DESCRIPTION OF THE TASK:
Nothing should appear in the answer except the lines from the one containing "Target: silhouetted tree" through the end of the listing, repeated exactly.

WORKING DATA:
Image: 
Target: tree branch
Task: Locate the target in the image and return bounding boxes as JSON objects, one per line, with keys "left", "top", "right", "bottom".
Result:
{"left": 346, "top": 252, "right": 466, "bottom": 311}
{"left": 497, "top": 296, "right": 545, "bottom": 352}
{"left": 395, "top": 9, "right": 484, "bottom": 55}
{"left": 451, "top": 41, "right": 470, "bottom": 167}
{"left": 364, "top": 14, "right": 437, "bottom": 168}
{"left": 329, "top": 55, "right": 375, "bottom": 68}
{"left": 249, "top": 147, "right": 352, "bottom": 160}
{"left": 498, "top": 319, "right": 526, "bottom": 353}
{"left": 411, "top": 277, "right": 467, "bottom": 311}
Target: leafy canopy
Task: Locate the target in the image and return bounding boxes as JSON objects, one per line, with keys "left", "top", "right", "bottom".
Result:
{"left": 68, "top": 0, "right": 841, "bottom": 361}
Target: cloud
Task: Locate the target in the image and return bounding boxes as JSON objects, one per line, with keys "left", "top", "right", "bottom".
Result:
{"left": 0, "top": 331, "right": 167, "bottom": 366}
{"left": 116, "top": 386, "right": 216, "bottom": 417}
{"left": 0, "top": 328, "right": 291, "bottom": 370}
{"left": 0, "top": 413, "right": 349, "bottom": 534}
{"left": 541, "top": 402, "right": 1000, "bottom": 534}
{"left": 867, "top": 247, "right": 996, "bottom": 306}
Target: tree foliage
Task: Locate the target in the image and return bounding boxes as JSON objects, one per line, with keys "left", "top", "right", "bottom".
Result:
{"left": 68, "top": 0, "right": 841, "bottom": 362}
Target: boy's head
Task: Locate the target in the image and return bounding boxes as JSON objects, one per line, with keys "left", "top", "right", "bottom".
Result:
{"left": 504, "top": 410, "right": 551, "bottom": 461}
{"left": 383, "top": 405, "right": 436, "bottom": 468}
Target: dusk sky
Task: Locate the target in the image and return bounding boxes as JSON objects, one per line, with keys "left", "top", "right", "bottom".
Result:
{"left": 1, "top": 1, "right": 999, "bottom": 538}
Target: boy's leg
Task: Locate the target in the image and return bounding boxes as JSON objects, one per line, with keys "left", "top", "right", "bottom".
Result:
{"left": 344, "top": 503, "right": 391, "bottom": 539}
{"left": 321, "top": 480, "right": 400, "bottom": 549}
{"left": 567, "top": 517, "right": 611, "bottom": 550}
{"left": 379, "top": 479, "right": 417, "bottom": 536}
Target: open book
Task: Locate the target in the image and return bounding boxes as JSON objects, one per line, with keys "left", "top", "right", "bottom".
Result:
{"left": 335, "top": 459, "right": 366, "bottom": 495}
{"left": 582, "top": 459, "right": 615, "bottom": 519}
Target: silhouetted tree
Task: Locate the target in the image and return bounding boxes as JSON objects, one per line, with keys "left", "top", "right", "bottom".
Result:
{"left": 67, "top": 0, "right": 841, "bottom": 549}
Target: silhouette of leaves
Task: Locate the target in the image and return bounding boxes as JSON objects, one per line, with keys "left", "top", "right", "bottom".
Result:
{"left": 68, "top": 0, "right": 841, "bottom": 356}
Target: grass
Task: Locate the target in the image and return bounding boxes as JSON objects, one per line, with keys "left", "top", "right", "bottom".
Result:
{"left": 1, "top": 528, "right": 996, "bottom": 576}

RESPONSE BOX:
Target: silhouetted tree
Task: Locate the target in the image and return bounding boxes as JSON objects, one per line, with keys "left", "top", "right", "bottom".
Result:
{"left": 67, "top": 0, "right": 841, "bottom": 549}
Target: silhouette of leaves
Task: Locate the target in the image and return bounding boxes as JSON objects, one per line, with keys "left", "top", "right", "bottom".
Result:
{"left": 68, "top": 0, "right": 841, "bottom": 356}
Target: grass
Task: Locate the target in the image and return bounding boxes as JSON objects, one per line, with keys "left", "top", "right", "bottom".
Result:
{"left": 1, "top": 528, "right": 996, "bottom": 576}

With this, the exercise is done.